── Supplied passage ──

There is, however, another disquieting explanation for the general malaise gripping America, and it revolves around values. 

A shift in values

In The Silent Revolution, published in 1977, the political scientist Ronald Inglehart hypothesised that a profound slow-moving shift in values was taking place in society without anyone realising the consequences. 

In Human Values and Beliefs, Inglehart described the shift as one where “a new worldview is gradually replacing the outlook that has dominated industrialising societies since the Industrial Revolution.”

The Industrial Revolution triggered a similar transformation of values. In agrarian societies, life was defined by ‘traditional’ values. As Paul Abramson and Inglehart Value Change in Global Perspective, traditional values “discouraged social mobility and emphasised tradition, inherited status, and communal obligations, backed up by absolute religious norms.” Traditional values centred on accepting one’s place in society. The poverty and suffering that accompanied it was the will of God. 

Abramson and Inglehart continue by arguing the Industrial Revolution upended the traditional social structure, creating a worldview that “encouraged economic achievement, individualism and innovation, accompanied by increasingly secular and flexible social norms.” 

Rather than social status being something you were born into and accepted as your lot, it was something you had the power to enhance. As a result, ‘traditional’ values were replaced with ‘materialist’ ones.

The end of the second world war marked a line in the sand in the human experience that has once again reshaped people’s values. Two crucial elements have contributed to this reshaping of values. 

Firstly, abundance has driven prices down, particularly food prices relative to wages. A daily struggle to meet one’s needs has been replaced by those needs being a basic expectation.

───
── Given records ──

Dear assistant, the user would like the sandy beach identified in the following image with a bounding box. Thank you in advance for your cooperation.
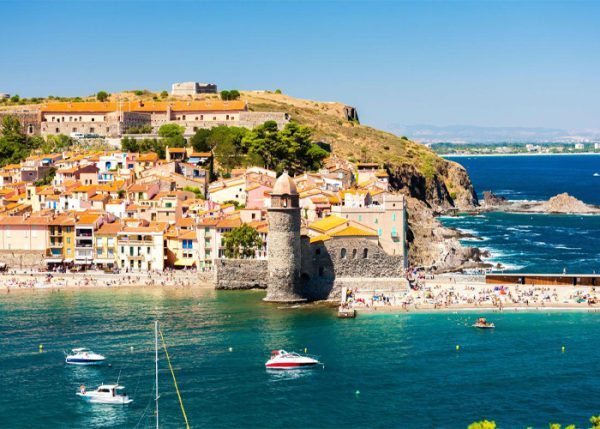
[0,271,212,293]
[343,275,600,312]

───
── Given records ──

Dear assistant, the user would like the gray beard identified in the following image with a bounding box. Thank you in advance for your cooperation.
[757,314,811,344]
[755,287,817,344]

───

-- What you need to do --
**A)** Reproduce the passage on shifting values word for word, from "In The Silent" up to and including "realising the consequences.".
**B)** Carry the passage on shifting values forward from its final sentence, writing the part that comes next.

-- Per-task answers --
**A)**
In The Silent Revolution, published in 1977, the political scientist Ronald Inglehart hypothesised that a profound slow-moving shift in values was taking place in society without anyone realising the consequences.

**B)**
Secondly, large parts of the world are remarkably peaceful. War is something that happens, sure, but it’s something we watch on TV or social media, the idea of some impending invasion or conflict on our doorsteps feels unimaginable. 


The Silent Revolution

More people being raised in material comfort and without the risk of war has seen a shift from ‘materialist’ to ‘post-materialist’ values. It’s a silent revolution because there is an ongoing intergenerational shift, where a greater proportion of each passing generation has post-materialist values.

These different values and worldviews reflect a shift in what people want out of life. While materialists are driven by economic security and financial success, post-materialists prioritise individual lifestyle choices and self-expression. 

In Human Values and Beliefs, Inglehart explains how materialists emphasise goals such as “economic growth, fighting rising prices, maintaining order and fighting crime.” Meanwhile, post-materialist values are reflected in “giving people more say on the job or in government decisions, or protecting freedom of speech or moving toward a less impersonal, more humane society.”

Our socialisation determines the values we prioritise when we get older. Estimates that 53 million Americans visited a food bank in 2021 alone, is a testament to the fact that not everyone is raised in material comfort. 

If you’re raised in a low-income household and feel poor compared to other children (poverty often reveals itself at school, leading to feelings of inadequacy and embarrassment compared to your peers), it’s more likely to lead to a materialistic outlook. 

Being raised in a middle or high-income household where access to food is never a concern and material needs are easily met, is more likely to lead to post-materialist values. 

This value shift is part of a broader shift in norms and attitudes towards the environment, politics, religion, work, family, sexuality and gender equality. 

Culturally, attitudes toward the LGBTQ+ community have transformed as post-materialists tend to be far more tolerant and call for a more inclusive society where self-expression is celebrated.

Post-materialists celebrate a more inclusive society. Photo by Jason Leung on Unsplash

A profound dilemma

This shift in values creates a profound dilemma when it comes to how we structure the economy and society. Economic growth has, since the Industrial Revolution, been the goal of all societies due to rapid increases in living standards in advanced industrial nations. 

While the results have been miraculous, economic growth has largely finished its work in advanced economies like America. More growth isn’t leading to increased well-being (if anything, it harms well-being).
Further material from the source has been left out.